La morte di Isabelle, scheletro di ragazza

II suo nome Isabelle Caro, non diceva nulla. Ma la sua foto, due occhi enormi su un corpo divorato dall’anoressia se la ricordano tutti. Isabelle è morta. Aveva 28 anni e ne dimostrava 99. I sopravvissuti ai lager nazisti erano scarnificati alla stessa maniera. Isabelle non mangiava. Rovinata da una madre che non voleva farla crescere per proteggerla dai mali del mondo, aveva finito per ammalarsi del peggiore dei mali: il rifiuto della vita. Lei parlava, parlava, ma mangiare, quello no, non ce la faceva, inchiodata ai suoi 31 chili su 1 metro e 65 d’altezza. L’unica storia che Isabelle aveva da raccontare era quella che a non mangiare non si diventa belli. Si muore e basta. E alla fine è andata proprio così perché ci si può illudere che la vita vada avanti anche senza cibo, ma non è vero.

VOCI ESTRATTE:
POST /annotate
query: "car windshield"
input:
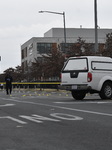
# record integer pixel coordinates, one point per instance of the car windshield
(76, 64)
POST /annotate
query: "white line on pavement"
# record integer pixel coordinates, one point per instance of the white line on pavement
(61, 107)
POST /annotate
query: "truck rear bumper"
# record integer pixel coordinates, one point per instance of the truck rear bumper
(75, 87)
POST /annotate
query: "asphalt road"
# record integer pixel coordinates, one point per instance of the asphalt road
(41, 120)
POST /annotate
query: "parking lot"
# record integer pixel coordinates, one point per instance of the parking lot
(53, 120)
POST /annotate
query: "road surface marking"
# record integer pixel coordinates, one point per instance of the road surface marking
(13, 119)
(38, 118)
(65, 116)
(61, 107)
(5, 105)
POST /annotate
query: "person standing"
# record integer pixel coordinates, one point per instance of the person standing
(8, 80)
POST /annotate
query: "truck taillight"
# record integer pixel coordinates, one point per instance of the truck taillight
(89, 77)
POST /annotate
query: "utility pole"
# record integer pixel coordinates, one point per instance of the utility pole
(96, 26)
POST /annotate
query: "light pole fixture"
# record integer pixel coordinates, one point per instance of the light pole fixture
(96, 26)
(58, 13)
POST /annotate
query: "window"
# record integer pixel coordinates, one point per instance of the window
(44, 48)
(76, 64)
(102, 66)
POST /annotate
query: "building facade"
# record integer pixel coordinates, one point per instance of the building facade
(54, 38)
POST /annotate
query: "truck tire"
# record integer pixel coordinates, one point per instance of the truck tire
(106, 91)
(78, 95)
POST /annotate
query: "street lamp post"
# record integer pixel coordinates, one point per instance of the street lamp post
(96, 26)
(63, 13)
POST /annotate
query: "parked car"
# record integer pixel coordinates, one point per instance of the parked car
(88, 74)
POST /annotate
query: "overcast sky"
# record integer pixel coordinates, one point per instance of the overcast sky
(20, 21)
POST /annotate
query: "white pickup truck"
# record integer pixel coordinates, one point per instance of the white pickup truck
(88, 74)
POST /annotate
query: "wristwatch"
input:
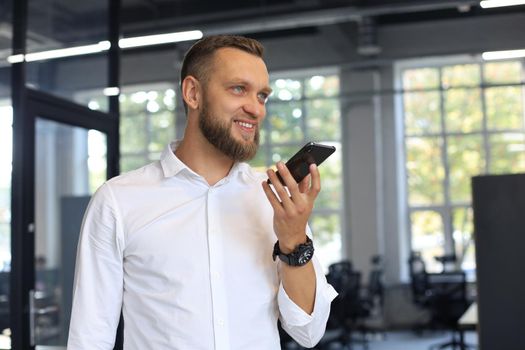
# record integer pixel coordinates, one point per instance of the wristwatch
(301, 255)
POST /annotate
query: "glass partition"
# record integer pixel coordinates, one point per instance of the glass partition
(6, 146)
(71, 164)
(80, 27)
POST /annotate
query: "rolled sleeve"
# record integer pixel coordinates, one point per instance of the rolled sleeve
(307, 329)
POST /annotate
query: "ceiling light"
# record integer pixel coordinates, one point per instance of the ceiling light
(105, 45)
(502, 55)
(500, 3)
(58, 53)
(159, 39)
(111, 91)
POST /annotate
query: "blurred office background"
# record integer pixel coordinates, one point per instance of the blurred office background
(417, 96)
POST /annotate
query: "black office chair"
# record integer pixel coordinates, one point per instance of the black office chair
(418, 279)
(447, 302)
(347, 310)
(372, 299)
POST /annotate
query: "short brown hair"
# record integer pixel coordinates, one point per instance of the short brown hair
(197, 61)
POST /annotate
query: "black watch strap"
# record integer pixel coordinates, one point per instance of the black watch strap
(300, 256)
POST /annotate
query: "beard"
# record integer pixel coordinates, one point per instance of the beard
(219, 134)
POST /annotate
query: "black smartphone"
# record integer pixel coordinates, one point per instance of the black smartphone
(299, 164)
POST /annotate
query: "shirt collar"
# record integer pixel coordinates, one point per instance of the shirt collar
(171, 165)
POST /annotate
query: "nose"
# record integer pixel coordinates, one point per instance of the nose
(254, 107)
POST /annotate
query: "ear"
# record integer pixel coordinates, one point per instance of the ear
(191, 92)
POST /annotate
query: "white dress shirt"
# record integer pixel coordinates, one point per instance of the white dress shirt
(189, 264)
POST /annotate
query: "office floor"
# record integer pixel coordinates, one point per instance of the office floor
(405, 340)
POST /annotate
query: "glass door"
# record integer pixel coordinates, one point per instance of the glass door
(70, 163)
(70, 151)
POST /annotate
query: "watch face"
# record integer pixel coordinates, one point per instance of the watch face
(305, 256)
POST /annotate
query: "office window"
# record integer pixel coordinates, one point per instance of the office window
(460, 120)
(6, 144)
(147, 121)
(307, 108)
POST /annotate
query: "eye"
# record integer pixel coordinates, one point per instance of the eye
(263, 97)
(238, 89)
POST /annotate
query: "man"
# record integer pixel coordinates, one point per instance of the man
(185, 245)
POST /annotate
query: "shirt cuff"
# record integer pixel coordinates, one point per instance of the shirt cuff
(293, 315)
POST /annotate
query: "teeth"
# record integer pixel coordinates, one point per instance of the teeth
(246, 125)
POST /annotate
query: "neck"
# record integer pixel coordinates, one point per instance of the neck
(203, 158)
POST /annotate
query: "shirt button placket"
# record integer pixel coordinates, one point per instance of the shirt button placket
(215, 246)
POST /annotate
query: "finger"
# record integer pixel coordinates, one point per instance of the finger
(281, 191)
(315, 185)
(272, 197)
(288, 179)
(304, 184)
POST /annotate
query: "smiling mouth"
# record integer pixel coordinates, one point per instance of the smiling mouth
(245, 126)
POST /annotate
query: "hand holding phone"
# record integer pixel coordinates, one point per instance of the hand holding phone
(299, 164)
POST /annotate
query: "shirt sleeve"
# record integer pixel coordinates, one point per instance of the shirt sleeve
(98, 283)
(307, 329)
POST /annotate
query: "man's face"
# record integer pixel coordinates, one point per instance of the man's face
(233, 106)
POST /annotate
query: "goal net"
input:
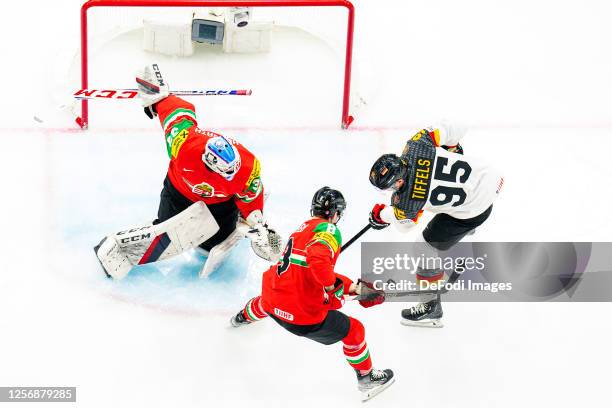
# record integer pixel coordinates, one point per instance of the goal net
(304, 54)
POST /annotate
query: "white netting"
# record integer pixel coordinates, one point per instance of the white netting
(306, 62)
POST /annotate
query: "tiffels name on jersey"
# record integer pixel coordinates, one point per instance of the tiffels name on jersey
(421, 179)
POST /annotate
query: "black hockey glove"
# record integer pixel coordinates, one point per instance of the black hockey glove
(368, 295)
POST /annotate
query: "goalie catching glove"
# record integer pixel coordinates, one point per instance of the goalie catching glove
(265, 241)
(151, 88)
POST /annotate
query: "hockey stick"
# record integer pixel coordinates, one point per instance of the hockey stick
(356, 237)
(133, 93)
(452, 279)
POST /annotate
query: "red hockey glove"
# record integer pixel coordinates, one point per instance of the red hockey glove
(335, 297)
(368, 295)
(375, 221)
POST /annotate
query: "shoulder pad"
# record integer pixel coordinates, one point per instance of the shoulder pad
(328, 234)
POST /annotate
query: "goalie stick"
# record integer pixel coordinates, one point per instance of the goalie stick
(133, 93)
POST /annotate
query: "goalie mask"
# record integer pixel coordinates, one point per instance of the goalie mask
(222, 157)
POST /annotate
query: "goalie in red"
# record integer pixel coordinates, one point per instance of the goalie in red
(302, 292)
(204, 167)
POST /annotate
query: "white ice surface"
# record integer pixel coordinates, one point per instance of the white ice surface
(531, 77)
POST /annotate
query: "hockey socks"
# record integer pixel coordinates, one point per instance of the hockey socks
(253, 311)
(356, 348)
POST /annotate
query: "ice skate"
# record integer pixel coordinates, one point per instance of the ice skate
(425, 314)
(239, 320)
(374, 383)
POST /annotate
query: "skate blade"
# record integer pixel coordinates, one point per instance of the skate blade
(368, 395)
(430, 323)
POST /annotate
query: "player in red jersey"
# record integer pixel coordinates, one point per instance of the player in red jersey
(302, 292)
(209, 167)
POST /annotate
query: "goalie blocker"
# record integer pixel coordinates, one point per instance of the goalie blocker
(119, 252)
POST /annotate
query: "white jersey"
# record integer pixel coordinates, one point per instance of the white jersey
(441, 181)
(462, 186)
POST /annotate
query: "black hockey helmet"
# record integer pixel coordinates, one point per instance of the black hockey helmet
(387, 170)
(326, 202)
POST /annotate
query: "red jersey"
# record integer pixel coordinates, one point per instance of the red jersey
(187, 172)
(293, 290)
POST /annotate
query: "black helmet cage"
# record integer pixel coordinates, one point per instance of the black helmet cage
(327, 202)
(386, 170)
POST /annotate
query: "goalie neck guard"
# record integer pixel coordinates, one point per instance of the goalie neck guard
(222, 157)
(327, 202)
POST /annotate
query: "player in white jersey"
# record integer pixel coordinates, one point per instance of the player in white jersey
(432, 174)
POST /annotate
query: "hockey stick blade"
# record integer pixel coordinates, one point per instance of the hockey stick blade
(133, 93)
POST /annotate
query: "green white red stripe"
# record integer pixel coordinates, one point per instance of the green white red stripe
(178, 113)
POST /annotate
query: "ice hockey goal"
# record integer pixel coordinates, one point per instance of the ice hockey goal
(139, 8)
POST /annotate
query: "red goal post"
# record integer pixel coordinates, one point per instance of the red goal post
(346, 118)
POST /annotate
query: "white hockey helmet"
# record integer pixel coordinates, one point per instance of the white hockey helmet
(222, 157)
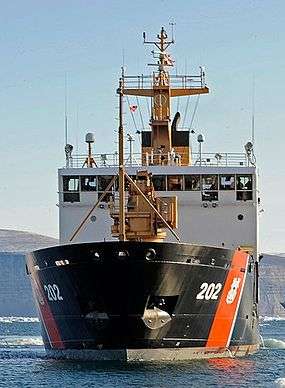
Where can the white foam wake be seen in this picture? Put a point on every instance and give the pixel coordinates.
(280, 382)
(270, 319)
(18, 319)
(13, 340)
(273, 343)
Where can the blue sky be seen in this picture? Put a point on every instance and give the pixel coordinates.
(40, 42)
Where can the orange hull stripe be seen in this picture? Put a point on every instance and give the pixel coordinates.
(225, 317)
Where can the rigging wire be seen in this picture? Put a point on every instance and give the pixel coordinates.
(195, 110)
(140, 112)
(147, 105)
(132, 114)
(186, 111)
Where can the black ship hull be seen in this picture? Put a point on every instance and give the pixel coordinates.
(145, 301)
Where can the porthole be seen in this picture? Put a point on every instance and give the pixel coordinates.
(123, 254)
(150, 254)
(96, 256)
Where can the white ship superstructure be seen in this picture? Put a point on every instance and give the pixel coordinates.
(217, 198)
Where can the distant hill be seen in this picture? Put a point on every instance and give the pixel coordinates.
(15, 288)
(22, 242)
(272, 285)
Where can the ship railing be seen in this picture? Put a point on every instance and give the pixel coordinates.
(177, 81)
(227, 159)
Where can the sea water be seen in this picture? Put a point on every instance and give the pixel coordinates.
(23, 363)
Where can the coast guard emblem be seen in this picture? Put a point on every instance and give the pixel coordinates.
(233, 290)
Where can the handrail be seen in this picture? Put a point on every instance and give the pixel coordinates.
(227, 159)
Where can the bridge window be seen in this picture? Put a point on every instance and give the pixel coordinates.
(209, 187)
(244, 187)
(71, 189)
(103, 181)
(175, 182)
(159, 182)
(89, 183)
(227, 182)
(192, 182)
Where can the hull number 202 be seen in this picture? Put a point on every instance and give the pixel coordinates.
(209, 291)
(53, 292)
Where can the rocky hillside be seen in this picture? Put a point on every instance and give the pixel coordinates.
(17, 241)
(16, 292)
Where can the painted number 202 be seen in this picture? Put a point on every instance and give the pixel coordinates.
(53, 292)
(209, 291)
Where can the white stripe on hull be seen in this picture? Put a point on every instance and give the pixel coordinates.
(170, 354)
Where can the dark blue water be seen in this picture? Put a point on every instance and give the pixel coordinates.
(23, 364)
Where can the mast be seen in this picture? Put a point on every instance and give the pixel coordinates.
(122, 227)
(163, 139)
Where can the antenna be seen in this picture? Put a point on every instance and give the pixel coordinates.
(172, 24)
(253, 111)
(65, 110)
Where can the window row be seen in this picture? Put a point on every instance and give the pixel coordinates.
(196, 182)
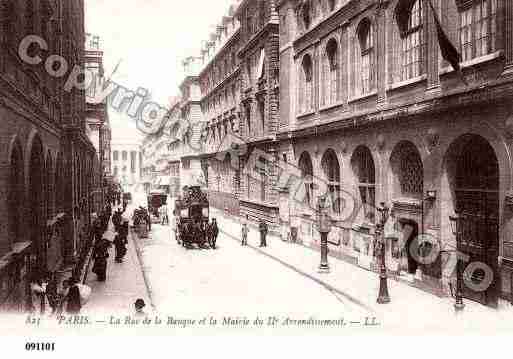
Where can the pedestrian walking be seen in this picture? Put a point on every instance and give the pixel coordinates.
(139, 308)
(73, 303)
(52, 293)
(245, 232)
(37, 293)
(215, 232)
(262, 227)
(100, 256)
(120, 243)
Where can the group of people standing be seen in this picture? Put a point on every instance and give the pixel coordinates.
(102, 245)
(262, 228)
(47, 296)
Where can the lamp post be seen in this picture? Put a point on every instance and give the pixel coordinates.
(324, 223)
(456, 230)
(383, 296)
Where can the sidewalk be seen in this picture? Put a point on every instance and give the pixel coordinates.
(125, 282)
(409, 306)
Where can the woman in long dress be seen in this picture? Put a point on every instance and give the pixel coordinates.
(101, 254)
(73, 304)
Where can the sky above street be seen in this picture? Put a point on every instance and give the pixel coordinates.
(150, 38)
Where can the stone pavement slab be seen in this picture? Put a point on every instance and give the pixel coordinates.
(409, 307)
(125, 283)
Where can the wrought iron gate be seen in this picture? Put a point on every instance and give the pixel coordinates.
(479, 239)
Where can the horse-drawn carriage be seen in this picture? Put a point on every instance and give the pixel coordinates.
(192, 211)
(156, 199)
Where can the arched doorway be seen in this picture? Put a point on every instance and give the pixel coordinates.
(306, 168)
(35, 201)
(407, 188)
(15, 193)
(474, 175)
(331, 169)
(364, 172)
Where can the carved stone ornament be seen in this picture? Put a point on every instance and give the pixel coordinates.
(381, 141)
(509, 126)
(432, 138)
(343, 147)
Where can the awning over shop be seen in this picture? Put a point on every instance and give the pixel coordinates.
(163, 181)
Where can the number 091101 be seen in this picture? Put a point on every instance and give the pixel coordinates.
(49, 347)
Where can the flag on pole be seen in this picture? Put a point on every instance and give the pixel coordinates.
(447, 49)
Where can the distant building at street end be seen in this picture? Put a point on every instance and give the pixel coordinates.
(353, 99)
(126, 164)
(97, 117)
(48, 166)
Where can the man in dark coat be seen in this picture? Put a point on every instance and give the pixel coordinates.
(73, 304)
(120, 243)
(262, 227)
(214, 232)
(100, 255)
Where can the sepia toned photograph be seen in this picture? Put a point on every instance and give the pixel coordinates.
(259, 167)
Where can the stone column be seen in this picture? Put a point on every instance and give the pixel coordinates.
(432, 49)
(508, 37)
(380, 36)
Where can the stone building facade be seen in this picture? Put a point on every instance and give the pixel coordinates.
(371, 113)
(238, 82)
(353, 99)
(126, 163)
(44, 147)
(97, 118)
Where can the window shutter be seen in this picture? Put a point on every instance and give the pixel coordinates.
(261, 64)
(463, 4)
(402, 15)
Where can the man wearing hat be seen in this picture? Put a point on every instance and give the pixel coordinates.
(139, 308)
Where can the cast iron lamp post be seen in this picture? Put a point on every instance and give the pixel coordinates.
(456, 230)
(383, 296)
(324, 228)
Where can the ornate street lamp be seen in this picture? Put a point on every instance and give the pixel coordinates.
(383, 296)
(456, 230)
(324, 223)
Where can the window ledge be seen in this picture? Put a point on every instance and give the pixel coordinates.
(473, 62)
(305, 114)
(364, 96)
(408, 82)
(329, 107)
(259, 203)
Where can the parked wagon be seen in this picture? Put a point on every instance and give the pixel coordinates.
(192, 211)
(156, 199)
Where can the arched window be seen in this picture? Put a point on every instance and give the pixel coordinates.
(363, 168)
(306, 168)
(331, 169)
(305, 98)
(248, 119)
(409, 17)
(306, 14)
(477, 27)
(331, 5)
(15, 195)
(331, 73)
(365, 71)
(408, 171)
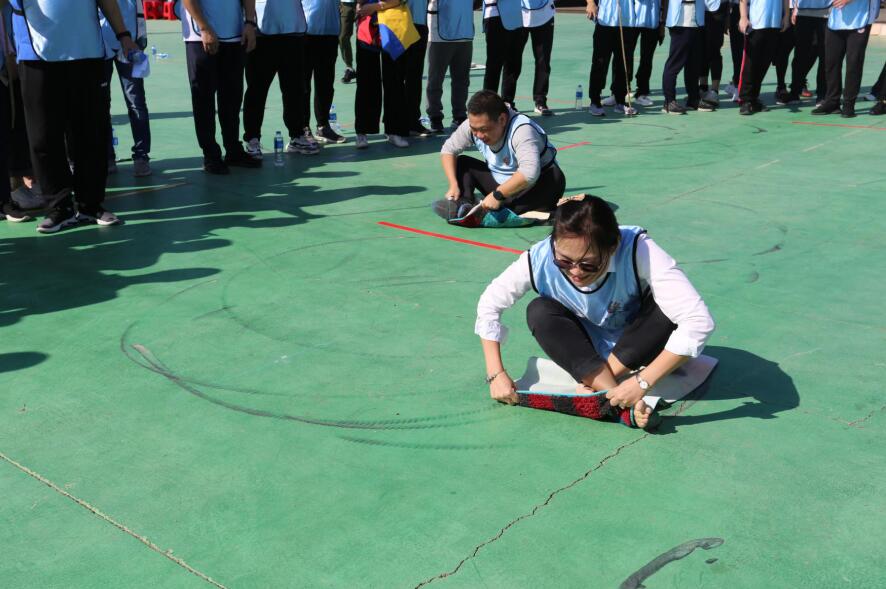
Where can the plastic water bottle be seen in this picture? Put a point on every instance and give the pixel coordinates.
(333, 120)
(278, 149)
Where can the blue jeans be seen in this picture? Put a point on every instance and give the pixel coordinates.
(136, 107)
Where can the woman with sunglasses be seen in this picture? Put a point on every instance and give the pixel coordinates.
(614, 310)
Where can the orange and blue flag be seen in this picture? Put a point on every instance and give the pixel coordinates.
(390, 30)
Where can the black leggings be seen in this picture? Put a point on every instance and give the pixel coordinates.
(473, 174)
(564, 339)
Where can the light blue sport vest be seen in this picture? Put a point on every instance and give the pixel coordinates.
(280, 17)
(764, 14)
(419, 11)
(56, 30)
(675, 12)
(510, 12)
(453, 20)
(604, 309)
(856, 15)
(503, 163)
(224, 16)
(133, 20)
(324, 16)
(648, 13)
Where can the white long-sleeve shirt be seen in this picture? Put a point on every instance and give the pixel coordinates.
(672, 291)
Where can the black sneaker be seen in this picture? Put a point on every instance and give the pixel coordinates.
(350, 76)
(420, 130)
(673, 108)
(214, 165)
(241, 159)
(782, 96)
(13, 213)
(57, 219)
(826, 108)
(437, 126)
(325, 134)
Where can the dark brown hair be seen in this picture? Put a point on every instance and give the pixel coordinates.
(590, 218)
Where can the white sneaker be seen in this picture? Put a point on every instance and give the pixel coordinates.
(25, 198)
(253, 148)
(711, 98)
(624, 109)
(397, 141)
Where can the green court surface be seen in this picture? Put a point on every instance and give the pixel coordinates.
(254, 384)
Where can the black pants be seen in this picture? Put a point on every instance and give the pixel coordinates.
(281, 56)
(473, 175)
(715, 24)
(736, 43)
(542, 46)
(608, 48)
(809, 33)
(851, 45)
(19, 151)
(648, 42)
(782, 56)
(686, 53)
(66, 103)
(504, 57)
(563, 338)
(380, 79)
(216, 77)
(761, 46)
(415, 71)
(321, 51)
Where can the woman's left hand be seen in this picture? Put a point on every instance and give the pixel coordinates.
(625, 394)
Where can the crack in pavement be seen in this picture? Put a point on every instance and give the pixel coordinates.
(531, 513)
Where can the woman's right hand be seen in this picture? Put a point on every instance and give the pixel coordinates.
(503, 389)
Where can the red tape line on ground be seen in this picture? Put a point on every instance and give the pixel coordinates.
(451, 238)
(574, 145)
(839, 125)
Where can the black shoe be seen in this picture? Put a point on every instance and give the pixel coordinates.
(13, 213)
(437, 126)
(325, 134)
(782, 96)
(241, 159)
(350, 76)
(57, 219)
(214, 165)
(826, 108)
(673, 108)
(419, 130)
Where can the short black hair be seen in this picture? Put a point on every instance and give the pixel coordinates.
(487, 102)
(591, 218)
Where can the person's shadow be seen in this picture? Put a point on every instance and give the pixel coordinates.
(766, 389)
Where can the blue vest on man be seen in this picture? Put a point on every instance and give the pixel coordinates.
(56, 30)
(605, 308)
(503, 162)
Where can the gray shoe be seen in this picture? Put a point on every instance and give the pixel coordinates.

COMPITI PROPOSTI:
• A. Trascrivi dal brano su Isabelle Caro tutto ciò che va da "La morte di" fino a "non è vero.".
• B. Secondo il brano su Isabelle Caro, quanti anni aveva la ragazza quando è morta?
I record riportati non hanno alcun legame con il brano.

RISULTATI DELL'ESERCIZIO:
• A.
La morte di Isabelle, scheletro di ragazza

II suo nome Isabelle Caro, non diceva nulla. Ma la sua foto, due occhi enormi su un corpo divorato dall’anoressia se la ricordano tutti. Isabelle è morta. Aveva 28 anni e ne dimostrava 99. I sopravvissuti ai lager nazisti erano scarnificati alla stessa maniera. Isabelle non mangiava. Rovinata da una madre che non voleva farla crescere per proteggerla dai mali del mondo, aveva finito per ammalarsi del peggiore dei mali: il rifiuto della vita. Lei parlava, parlava, ma mangiare, quello no, non ce la faceva, inchiodata ai suoi 31 chili su 1 metro e 65 d’altezza. L’unica storia che Isabelle aveva da raccontare era quella che a non mangiare non si diventa belli. Si muore e basta. E alla fine è andata proprio così perché ci si può illudere che la vita vada avanti anche senza cibo, ma non è vero.

• B. Aveva 28 anni.